WORK ORDER:
Starting at the line with "detect man's ear", repeat every line exactly until the records end, including the last one.

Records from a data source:
====

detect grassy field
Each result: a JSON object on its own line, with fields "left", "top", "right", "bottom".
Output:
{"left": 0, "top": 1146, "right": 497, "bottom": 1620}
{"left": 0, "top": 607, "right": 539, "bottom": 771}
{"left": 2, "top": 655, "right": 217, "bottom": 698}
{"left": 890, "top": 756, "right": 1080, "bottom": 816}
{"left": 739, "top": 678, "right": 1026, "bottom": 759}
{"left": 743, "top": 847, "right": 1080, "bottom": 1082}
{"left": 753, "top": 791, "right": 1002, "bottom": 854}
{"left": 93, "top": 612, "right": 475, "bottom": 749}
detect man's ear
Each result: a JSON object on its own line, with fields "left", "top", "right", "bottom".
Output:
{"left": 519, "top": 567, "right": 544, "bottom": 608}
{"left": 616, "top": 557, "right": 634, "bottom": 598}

====

TASK SOLUTION:
detect man's ear
Each result: a JSON object on its own line, with fields "left", "top", "right", "bottom".
Output:
{"left": 519, "top": 567, "right": 544, "bottom": 608}
{"left": 616, "top": 557, "right": 634, "bottom": 598}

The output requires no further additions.